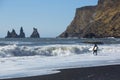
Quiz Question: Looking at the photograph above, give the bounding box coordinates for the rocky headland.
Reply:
[59,0,120,38]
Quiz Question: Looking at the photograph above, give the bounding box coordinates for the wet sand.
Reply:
[2,65,120,80]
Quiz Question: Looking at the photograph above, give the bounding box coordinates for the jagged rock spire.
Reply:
[30,28,40,38]
[19,27,25,38]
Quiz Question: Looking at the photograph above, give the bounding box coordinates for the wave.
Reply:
[0,44,120,57]
[0,44,91,57]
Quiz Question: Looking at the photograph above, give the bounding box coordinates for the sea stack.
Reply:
[8,29,18,38]
[59,0,120,38]
[19,27,25,38]
[30,28,40,38]
[5,27,25,38]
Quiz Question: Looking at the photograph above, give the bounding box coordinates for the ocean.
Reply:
[0,38,120,79]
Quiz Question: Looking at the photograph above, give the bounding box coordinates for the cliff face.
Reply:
[60,0,120,38]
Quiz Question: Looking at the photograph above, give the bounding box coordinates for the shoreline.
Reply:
[0,65,120,80]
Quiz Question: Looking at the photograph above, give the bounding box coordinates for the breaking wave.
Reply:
[0,45,90,57]
[0,44,120,57]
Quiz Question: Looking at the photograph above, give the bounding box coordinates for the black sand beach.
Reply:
[2,65,120,80]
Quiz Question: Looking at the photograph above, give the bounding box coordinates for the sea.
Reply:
[0,37,120,79]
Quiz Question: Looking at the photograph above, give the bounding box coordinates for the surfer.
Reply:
[93,44,98,55]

- - -

▶ Your objective: Update all the records above so that every "Quiz Question" becomes "Prompt", with everything else left the same. Leave the pictures out of your answer.

▶ Solution below:
Prompt: Looking at the photograph above, give the bounding box coordinates for the rocky headland.
Reply:
[59,0,120,38]
Prompt: Looking at the photograph above, give the bounding box coordinates for the wet sand.
Reply:
[2,65,120,80]
Prompt: Looking at the photograph above, give the bounding box coordinates for the jagged rock spire.
Reply:
[30,28,40,38]
[19,27,25,38]
Prompt: Looking at the photograph above, give the bounding box coordinates for the wave.
Reply:
[0,44,120,57]
[0,44,91,57]
Prompt: Looking at the photograph above, give the bounding box coordinates for the sea stack.
Reply:
[8,29,18,38]
[59,0,120,38]
[19,27,25,38]
[30,28,40,38]
[5,27,25,38]
Prompt: Looking at the photograph above, give the bounding box coordinates for the ocean.
Reply:
[0,38,120,79]
Prompt: Looking at the photograph above, give the bounding box coordinates for the cliff face.
Reply:
[60,0,120,38]
Prompt: Looking at the photograph above, give the bounding box coordinates for the shoreline.
Reply:
[0,65,120,80]
Prompt: Looking at the photograph above, give the bounding box coordinates for the breaking wave.
Reply:
[0,45,90,57]
[0,44,120,57]
Prompt: Looking at the photograph above, give the bounding box coordinates for the black sand beach.
Reply:
[2,65,120,80]
Prompt: Looking at the photograph above, give the bounding box coordinates for the sea.
Reply:
[0,37,120,79]
Prompt: Looking at the photograph above, give the bounding box coordinates for the surfer.
Reply:
[93,44,98,55]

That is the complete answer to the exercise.